### Source
▼

# Hi There, Ya'll !! :)



## FancyNancy55 (Apr 3, 2019)

Hi Ya'll! 
Just a southern belle here recently relocated to central Indiana! Hoping to start a new hobby and hopefully meet some new friends!  If you have some tips 'n tricks you'd like share with this gal, I'd love to hear from ya! 
-Nancy


----------



## DeepSpores (Apr 2, 2019)

Hey there Nancy! Good to have another female to hunt with!
I was gonna ask a few of the experts on here to join me on a hunt, you want to meet up as well?


----------



## FancyNancy55 (Apr 3, 2019)

DeepSpores said:


> Hey there Nancy! Good to have another female to hunt with!
> I was gonna ask a few of the experts on here to join me on a hunt, you want to meet up as well?


Hi! Great to hear from ya! I would absolutely love that! I can't say I'm an experienced hunter but I'm always up for an adventure and would love to make it work! Would love to hear how it all works!


----------



## DeepSpores (Apr 2, 2019)

FancyNancy55 said:


> Hi! Great to hear from ya! I would absolutely love that! I can't say I'm an experienced hunter but I'm always up for an adventure and would love to make it work! Would love to hear how it all works!


Nancy!! Let's do this....I want to find yellows so bad. Last year I saw like 30 around a creek and slipped into right before I had a chance to pick em. Completely soaked and was wearing all white.....so yeah I had to leave my honey hole!


----------



## FancyNancy55 (Apr 3, 2019)

DeepSpores said:


> Nancy!! Let's do this....I want to find yellows so bad. Last year I saw like 30 around a creek and slipped into right before I had a chance to pick em. Completely soaked and was wearing all white.....so yeah I had to leave my honey hole!


 OOOOH Noooo! lol! That's so funny... I would be so embarrassed! Reminds me of my college days when my sorority girlfriends and I would slip out and go skinny dippin' in the college pond!  ! I have some friends that always said mushroom huntin' was such a hoot! I'm so excited to get outdoors! What kind of variety of mushrooms do ya hunt? What's your name? I'm Nancy (obviously ) Great to meet ya!


----------



## DeepSpores (Apr 2, 2019)

I know right?! My names Taylor, I live just south of Wabash area. Im pretty much a daddys girl hunting, fishing and helping around the farm while I go to cosmo school. Thinking of opening a salon someday Do you use social media or text, lets connect! 3177411705


----------



## FancyNancy55 (Apr 3, 2019)

DeepSpores said:


> I know right?! My names Taylor, I live just south of Wabash area. Im pretty much a daddys girl hunting, fishing and helping around the farm while I go to cosmo school. Thinking of opening a salon someday Do you use social media or text, lets connect! 3177411705


Sooo nice to meet ya, Taylor! My daughter has a hair salon in Tampa! You should totally get in touch with her - she would love to help! I don't see her much since her father and I divorced but if you're interested I can have her reach out sometime. You would absolutely love her! You're both little cuties! 

So when are you gettin' out in the woods?? I would love to spend some time in the great outdoors, do a little huntin', sip a little wine and just RELAX!


----------



## DeepSpores (Apr 2, 2019)

Perfect!! tell her to add me on insta or facebook, here's my cell, sorry the other # was to our farm, still have landline.....lol! 260.225.3354


----------



## FancyNancy55 (Apr 3, 2019)

DeepSpores said:


> Perfect!! tell her to add me on insta or facebook, here's my cell, sorry the other # was to our farm, still have landline.....lol! 260.225.3354


Will do, Sweetie!  So glad we met on here! So FUN! Lookin forward to meetin' up soon!  Nighty Night


----------

▲

### Dataset entries
▼

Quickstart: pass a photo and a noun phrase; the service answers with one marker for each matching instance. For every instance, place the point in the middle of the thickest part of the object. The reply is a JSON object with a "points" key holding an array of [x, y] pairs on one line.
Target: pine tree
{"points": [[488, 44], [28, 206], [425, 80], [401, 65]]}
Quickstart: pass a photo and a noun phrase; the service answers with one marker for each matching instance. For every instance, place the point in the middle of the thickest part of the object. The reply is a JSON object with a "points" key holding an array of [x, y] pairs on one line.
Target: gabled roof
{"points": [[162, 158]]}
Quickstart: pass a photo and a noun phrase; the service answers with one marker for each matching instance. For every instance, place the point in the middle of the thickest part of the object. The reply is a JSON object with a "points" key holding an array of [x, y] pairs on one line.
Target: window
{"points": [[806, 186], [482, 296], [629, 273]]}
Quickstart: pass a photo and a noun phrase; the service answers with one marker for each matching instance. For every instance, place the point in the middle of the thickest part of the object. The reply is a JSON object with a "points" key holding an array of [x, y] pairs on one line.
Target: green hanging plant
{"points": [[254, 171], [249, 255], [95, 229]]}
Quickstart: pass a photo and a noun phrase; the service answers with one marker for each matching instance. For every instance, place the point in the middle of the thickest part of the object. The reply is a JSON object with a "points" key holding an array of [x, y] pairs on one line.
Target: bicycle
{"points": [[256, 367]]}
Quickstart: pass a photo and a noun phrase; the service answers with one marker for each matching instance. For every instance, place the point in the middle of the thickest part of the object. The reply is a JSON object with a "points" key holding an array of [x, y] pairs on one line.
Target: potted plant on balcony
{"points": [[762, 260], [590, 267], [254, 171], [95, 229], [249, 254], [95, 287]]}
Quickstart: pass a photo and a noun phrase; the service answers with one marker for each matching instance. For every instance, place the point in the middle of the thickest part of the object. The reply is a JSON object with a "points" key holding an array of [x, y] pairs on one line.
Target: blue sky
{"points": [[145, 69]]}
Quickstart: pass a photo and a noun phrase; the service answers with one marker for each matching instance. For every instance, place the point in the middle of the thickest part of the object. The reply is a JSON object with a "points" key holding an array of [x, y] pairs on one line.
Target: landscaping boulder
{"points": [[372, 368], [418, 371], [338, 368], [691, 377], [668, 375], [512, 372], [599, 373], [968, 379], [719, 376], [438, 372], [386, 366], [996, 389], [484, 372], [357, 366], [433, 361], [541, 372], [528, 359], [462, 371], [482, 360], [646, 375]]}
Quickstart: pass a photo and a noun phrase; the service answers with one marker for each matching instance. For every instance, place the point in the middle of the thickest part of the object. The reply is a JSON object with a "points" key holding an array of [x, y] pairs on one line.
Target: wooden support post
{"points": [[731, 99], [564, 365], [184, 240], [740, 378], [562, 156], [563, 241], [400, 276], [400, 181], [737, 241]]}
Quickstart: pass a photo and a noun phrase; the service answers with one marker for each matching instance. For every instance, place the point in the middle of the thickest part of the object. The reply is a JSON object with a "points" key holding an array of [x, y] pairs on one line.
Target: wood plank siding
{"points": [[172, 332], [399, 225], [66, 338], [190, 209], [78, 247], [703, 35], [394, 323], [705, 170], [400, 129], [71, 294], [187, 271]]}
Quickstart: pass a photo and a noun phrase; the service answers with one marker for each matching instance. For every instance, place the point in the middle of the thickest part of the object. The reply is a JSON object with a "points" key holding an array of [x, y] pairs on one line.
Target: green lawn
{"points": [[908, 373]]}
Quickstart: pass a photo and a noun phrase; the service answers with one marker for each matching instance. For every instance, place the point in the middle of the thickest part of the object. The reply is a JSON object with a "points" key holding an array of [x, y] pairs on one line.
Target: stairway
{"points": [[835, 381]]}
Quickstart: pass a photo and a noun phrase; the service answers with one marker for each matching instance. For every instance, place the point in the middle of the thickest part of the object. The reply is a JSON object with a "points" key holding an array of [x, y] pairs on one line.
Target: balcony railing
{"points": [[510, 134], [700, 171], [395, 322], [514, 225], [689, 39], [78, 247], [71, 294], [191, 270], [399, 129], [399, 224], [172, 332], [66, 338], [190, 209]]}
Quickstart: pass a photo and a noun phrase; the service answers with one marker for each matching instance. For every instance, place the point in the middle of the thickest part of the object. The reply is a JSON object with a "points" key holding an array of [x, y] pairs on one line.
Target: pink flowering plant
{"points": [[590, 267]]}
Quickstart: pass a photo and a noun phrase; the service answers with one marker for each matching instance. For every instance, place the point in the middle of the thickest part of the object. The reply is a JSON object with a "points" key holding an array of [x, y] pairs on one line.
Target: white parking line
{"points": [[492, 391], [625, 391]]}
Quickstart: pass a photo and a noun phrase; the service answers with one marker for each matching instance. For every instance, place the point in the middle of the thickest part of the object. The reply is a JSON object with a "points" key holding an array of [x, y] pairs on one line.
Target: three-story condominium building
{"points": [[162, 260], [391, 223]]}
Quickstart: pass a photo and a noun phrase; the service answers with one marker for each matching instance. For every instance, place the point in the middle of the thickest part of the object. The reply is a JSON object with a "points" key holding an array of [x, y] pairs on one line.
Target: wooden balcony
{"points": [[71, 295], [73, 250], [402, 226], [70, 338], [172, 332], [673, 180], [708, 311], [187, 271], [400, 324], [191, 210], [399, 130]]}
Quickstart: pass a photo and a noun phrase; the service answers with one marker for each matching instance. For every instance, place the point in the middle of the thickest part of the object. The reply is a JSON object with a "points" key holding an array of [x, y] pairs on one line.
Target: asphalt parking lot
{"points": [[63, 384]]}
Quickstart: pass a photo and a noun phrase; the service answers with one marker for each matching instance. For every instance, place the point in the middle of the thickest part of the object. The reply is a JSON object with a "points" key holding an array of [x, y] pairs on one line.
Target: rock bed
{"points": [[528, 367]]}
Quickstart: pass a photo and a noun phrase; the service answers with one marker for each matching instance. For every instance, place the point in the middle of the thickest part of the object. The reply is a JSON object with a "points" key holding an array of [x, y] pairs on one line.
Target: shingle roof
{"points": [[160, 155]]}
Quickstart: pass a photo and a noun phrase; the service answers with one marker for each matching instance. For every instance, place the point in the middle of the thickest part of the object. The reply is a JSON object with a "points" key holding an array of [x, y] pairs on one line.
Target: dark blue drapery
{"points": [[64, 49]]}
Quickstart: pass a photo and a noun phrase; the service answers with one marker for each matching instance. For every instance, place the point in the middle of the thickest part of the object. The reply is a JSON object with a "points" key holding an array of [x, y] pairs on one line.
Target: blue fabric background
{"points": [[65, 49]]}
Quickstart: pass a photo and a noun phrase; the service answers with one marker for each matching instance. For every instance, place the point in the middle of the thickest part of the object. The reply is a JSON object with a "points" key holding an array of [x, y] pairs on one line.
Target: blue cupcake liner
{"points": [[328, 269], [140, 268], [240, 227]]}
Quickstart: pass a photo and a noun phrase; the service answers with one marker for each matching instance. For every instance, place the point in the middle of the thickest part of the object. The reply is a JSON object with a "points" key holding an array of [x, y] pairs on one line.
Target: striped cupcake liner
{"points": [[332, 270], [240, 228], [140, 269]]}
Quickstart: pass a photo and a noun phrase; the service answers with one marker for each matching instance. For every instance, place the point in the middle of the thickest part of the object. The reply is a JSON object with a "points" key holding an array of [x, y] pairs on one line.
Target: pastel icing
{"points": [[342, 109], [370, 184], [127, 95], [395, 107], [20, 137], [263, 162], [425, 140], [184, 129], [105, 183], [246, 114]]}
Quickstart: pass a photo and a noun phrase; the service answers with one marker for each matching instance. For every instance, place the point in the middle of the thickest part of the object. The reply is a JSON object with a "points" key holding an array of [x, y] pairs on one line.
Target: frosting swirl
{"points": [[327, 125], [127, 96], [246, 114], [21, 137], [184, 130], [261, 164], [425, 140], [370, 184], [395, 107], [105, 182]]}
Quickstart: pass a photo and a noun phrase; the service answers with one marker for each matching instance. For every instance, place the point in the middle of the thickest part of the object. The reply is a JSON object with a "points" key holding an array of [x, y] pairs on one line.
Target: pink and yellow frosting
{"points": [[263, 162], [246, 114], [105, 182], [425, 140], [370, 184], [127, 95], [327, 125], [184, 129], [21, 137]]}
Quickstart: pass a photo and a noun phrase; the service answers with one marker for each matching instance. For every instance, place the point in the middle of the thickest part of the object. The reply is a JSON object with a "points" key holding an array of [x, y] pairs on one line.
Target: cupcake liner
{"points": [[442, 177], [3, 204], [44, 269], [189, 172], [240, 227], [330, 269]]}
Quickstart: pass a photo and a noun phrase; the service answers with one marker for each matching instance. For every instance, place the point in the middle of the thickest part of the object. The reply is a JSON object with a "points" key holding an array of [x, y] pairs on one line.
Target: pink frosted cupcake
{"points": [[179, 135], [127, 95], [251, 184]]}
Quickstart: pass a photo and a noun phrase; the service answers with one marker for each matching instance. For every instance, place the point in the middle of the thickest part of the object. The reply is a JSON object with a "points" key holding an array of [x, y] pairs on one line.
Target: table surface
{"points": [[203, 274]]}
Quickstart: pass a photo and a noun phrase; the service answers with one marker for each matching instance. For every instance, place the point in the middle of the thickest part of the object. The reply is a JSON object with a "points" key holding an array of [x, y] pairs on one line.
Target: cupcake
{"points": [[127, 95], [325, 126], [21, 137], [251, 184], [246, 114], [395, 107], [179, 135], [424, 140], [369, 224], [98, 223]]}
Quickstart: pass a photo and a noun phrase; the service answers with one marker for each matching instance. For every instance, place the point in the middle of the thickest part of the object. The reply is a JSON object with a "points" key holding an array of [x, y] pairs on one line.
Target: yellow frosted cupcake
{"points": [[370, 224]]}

▲

### Exercise requirements
a – Transcribe the part of the forum thread starting at "Sooo nice to" and ending at "and just RELAX!".
b – According to the forum thread, in which city does Nancy's daughter have a hair salon?
The material has no connection to the forum thread.

### Final answers
a –
Sooo nice to meet ya, Taylor! My daughter has a hair salon in Tampa! You should totally get in touch with her - she would love to help! I don't see her much since her father and I divorced but if you're interested I can have her reach out sometime. You would absolutely love her! You're both little cuties! 

So when are you gettin' out in the woods?? I would love to spend some time in the great outdoors, do a little huntin', sip a little wine and just RELAX!

b – Tampa